══ EXTRACTED TEXT

Firefighters who were forced to use holidays and lieu time while shielding due to Covid have lost their bid for compensation – despite winning their case.

The Scottish Fire and Rescue Service (SFRS) was found to have discriminated against staff with health conditions in a move that was completely at odds with government advice.

An initial employment tribunal found that the service had breached equality legislation, but awarded no compensation to the firefighters involved.

The Fire Brigades Union (FBU), who raised the legal action on behalf of members, went on to seek a reconsideration of the compensation decision – claiming that it was “bizarre” - but that has also now been rejected.

The tribunal ruled that it could not make an award as no evidence had been presented on the redress sought by the employees.

In a written decision on the case, employment judge David Hoey said: “It was for the claimants to prove their loss, and they failed to do so.”

He added: “In all the circumstances it is not necessary in the interests of justice to reconsider the judgment that was issued in this case… the application to reconsider our decision is refused.”

The tribunal heard that around 150 SFRS workers who could not perform their roles from home were asked to shield during lockdown.

A judgment on the case states: “All staff who required to shield who could not work from home required to use their accrued annual leave and TOIL before being paid special leave to ensure their time spent at home (and not working) was paid.”

════

**WORK INSTRUCTION 1:** Reproduce word for word the passage of the firefighters' tribunal article from "The Fire Brigades" up to and including "now been rejected.".
**WORK INSTRUCTION 2:**
Answer these questions using the firefighters' tribunal article:
(a) Which organization raised the legal action on behalf of its members?
(b) What is the name of the employment judge who wrote the decision?
(c) About how many SFRS workers were asked to shield during lockdown?
**WORK INSTRUCTION 3:** Resume the firefighters' tribunal article after its final sentence and carry it forward.
The records that come next have no connection to the firefighters' tribunal article.

══ DATA UNDER STUDY

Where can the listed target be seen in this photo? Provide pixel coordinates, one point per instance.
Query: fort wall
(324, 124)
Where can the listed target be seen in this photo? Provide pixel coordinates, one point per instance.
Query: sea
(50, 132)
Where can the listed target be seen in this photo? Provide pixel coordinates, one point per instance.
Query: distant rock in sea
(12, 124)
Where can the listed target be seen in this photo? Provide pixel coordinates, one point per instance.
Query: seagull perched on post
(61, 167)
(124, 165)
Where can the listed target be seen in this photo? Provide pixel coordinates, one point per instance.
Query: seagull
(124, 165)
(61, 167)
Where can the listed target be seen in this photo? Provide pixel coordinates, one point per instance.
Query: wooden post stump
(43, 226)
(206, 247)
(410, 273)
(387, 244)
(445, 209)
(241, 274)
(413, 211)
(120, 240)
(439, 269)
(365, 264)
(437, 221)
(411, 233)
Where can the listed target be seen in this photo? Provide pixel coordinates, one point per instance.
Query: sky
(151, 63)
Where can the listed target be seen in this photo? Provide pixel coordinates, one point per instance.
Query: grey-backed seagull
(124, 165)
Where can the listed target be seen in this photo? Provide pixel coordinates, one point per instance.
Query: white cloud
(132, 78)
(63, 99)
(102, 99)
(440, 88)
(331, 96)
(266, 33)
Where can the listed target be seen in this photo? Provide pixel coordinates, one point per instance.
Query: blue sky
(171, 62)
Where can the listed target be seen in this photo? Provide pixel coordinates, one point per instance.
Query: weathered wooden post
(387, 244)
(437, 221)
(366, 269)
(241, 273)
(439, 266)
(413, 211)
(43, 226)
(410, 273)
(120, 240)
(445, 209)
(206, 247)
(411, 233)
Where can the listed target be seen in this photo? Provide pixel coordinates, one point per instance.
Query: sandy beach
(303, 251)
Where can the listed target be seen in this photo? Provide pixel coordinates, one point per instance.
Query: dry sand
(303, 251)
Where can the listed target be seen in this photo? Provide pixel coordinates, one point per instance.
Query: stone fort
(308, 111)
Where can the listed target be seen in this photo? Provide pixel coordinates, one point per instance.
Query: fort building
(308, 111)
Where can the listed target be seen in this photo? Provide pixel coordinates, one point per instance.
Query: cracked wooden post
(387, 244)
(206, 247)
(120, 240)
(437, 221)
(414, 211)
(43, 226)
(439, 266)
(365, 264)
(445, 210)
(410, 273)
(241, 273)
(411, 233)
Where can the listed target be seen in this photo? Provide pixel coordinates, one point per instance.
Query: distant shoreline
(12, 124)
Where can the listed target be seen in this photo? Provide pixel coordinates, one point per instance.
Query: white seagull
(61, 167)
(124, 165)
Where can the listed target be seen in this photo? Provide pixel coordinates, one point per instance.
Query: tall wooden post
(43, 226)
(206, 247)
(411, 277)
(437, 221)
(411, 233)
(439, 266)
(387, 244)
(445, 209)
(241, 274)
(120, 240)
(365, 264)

════

**EXPECTED OUTPUT 1:**
The Fire Brigades Union (FBU), who raised the legal action on behalf of members, went on to seek a reconsideration of the compensation decision – claiming that it was “bizarre” - but that has also now been rejected.

**EXPECTED OUTPUT 2:**
(a) The Fire Brigades Union (FBU)
(b) David Hoey
(c) Around 150

**EXPECTED OUTPUT 3:**
A group of eight employees raised claims for disability discrimination, with judge Hoey ruling that there was “unfavourable treatment (removal of choice and flexibility with regard to TOIL and accrued leave) because of something arising in consequence of a disability”.

However, the judge added that there was an “absence of evidence” showing what was lost by the claimants and it was therefore not “just or equitable” to award any compensation.

A further group who were forced to use annual leave and TOIL to cover time off for caring responsibilities tried to claim that this was sex discrimination, however this was rejected by the tribunal.

Scottish Government advice was that shielders should not lose out on “future entitlements like holiday and accrued time”.

At the time of the initial decision in the case, Jillian Merchant, of Thompsons Solicitors, who represented the claimants, said the case was one of the first Covid-19 discrimination claims to reach the courts.

She said: “Disabled workers should not be punished for following Scottish Government guidance.”